Copy only what runs from the line containing "Where can you see the green awning" through the end of the material below, line for line, with both ends included.

— BEGIN INPUT FOR THIS TASK —

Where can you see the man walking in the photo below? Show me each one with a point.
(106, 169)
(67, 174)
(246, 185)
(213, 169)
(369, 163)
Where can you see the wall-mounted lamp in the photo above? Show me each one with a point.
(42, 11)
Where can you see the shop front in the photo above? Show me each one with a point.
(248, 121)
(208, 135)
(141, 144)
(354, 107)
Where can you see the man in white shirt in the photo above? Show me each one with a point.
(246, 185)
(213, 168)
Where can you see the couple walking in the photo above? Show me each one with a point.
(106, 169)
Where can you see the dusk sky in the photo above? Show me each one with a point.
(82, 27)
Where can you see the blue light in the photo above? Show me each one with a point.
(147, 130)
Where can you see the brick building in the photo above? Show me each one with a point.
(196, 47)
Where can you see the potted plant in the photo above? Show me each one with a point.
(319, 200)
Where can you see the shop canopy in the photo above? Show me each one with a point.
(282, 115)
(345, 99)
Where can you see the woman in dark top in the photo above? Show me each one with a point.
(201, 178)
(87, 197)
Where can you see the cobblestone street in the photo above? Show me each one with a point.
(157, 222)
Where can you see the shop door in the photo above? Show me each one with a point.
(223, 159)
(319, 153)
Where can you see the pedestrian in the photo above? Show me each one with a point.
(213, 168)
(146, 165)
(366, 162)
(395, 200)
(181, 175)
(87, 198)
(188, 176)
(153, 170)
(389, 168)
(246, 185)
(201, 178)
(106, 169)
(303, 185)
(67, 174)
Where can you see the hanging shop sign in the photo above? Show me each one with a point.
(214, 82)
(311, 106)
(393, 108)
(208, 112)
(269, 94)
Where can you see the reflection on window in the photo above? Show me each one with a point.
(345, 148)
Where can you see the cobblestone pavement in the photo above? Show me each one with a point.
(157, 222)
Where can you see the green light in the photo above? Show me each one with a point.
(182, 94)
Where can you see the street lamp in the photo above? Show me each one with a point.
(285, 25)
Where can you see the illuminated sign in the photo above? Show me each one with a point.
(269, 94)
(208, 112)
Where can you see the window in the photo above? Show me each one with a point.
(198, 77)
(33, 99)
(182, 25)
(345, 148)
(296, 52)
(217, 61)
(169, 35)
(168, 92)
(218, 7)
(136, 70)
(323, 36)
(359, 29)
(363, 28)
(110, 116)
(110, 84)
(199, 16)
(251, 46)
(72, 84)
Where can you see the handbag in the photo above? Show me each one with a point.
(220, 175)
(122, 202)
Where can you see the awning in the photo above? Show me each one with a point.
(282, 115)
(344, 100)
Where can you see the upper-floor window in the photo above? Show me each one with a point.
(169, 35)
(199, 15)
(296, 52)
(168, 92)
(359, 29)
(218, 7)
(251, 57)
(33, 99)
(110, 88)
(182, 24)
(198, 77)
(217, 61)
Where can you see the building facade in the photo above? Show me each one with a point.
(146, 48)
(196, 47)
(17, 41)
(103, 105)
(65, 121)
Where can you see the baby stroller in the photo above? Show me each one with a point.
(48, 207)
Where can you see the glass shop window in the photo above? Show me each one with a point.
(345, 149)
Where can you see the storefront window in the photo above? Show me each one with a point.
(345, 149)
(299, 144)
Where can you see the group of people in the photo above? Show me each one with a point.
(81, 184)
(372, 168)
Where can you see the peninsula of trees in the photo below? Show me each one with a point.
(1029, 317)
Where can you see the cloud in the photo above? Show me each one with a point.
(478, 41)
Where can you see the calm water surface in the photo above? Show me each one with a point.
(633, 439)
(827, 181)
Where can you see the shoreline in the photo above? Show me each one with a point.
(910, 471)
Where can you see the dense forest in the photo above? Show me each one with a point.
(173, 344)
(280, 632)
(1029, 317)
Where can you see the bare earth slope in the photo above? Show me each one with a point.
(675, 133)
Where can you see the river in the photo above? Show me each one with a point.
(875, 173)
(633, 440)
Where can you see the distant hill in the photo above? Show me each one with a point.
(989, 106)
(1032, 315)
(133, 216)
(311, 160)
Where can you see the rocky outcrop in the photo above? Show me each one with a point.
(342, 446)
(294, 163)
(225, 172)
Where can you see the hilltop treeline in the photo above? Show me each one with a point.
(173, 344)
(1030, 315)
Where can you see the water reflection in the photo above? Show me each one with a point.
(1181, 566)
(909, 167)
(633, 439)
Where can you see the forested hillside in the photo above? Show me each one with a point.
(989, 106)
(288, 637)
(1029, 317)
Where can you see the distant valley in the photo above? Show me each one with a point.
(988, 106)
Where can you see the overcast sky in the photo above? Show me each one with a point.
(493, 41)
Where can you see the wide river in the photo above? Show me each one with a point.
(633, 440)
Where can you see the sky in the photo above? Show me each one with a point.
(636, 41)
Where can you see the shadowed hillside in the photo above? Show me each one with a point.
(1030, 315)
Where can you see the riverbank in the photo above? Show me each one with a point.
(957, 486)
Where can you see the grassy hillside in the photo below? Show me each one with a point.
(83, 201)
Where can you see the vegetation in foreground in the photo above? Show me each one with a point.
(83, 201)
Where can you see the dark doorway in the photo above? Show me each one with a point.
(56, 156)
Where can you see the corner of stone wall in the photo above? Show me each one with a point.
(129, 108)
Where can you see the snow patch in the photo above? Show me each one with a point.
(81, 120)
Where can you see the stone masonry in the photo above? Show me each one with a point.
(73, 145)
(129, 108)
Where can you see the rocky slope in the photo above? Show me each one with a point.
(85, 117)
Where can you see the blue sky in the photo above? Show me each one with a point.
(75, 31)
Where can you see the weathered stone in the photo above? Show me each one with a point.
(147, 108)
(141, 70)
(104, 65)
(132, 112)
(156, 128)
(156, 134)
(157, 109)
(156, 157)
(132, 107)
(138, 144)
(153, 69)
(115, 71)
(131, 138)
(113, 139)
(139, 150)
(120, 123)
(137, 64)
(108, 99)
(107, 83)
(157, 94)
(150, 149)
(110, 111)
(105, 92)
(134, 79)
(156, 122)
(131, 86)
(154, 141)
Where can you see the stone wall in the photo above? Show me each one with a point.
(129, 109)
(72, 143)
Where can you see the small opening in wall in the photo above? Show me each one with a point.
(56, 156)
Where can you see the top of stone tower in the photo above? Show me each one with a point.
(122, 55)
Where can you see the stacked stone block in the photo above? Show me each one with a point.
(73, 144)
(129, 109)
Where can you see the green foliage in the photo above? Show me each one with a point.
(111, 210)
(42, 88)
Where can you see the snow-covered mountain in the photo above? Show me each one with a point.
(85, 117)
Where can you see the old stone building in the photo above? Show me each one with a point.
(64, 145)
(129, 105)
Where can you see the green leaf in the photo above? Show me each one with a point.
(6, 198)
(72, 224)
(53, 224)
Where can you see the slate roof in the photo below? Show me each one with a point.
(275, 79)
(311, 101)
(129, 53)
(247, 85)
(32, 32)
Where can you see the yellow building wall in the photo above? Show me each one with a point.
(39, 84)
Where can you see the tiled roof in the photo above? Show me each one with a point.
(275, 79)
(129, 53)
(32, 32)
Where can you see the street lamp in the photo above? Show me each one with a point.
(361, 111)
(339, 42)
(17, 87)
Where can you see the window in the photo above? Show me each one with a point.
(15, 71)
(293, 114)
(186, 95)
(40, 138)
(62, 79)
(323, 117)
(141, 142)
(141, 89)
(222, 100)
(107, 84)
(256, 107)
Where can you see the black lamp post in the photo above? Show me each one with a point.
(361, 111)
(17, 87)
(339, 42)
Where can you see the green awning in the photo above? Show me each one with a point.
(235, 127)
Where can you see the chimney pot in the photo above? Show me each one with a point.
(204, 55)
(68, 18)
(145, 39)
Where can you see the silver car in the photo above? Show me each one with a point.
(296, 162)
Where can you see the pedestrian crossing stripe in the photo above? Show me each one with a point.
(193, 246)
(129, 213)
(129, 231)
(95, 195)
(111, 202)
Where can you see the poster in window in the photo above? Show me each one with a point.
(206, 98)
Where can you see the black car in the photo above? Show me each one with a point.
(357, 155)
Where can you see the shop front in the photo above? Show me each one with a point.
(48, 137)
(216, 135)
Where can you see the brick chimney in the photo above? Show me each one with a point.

— END INPUT FOR THIS TASK —

THE ANSWER:
Where can you see the green awning in the photo above? Show me each one with a point.
(235, 127)
Where can you see the chimney pot in the photo above? Show me each one with a point.
(204, 55)
(68, 18)
(145, 39)
Where can you see the silver car in the photo above? Show me each one with a point.
(296, 162)
Where can you see the pedestrian crossing stripe in the photo above? Show me each one with a point.
(193, 246)
(129, 213)
(129, 231)
(95, 195)
(111, 202)
Where can you see the poster in window in the photo above? Show me each one with a point.
(206, 98)
Where can you see the black car in the photo above? Show me each one with a point.
(357, 155)
Where can you see the shop front in the photo above? Show me each one with a point.
(48, 137)
(216, 135)
Where can you see the brick chimney in the photo above? Show me each one with a point.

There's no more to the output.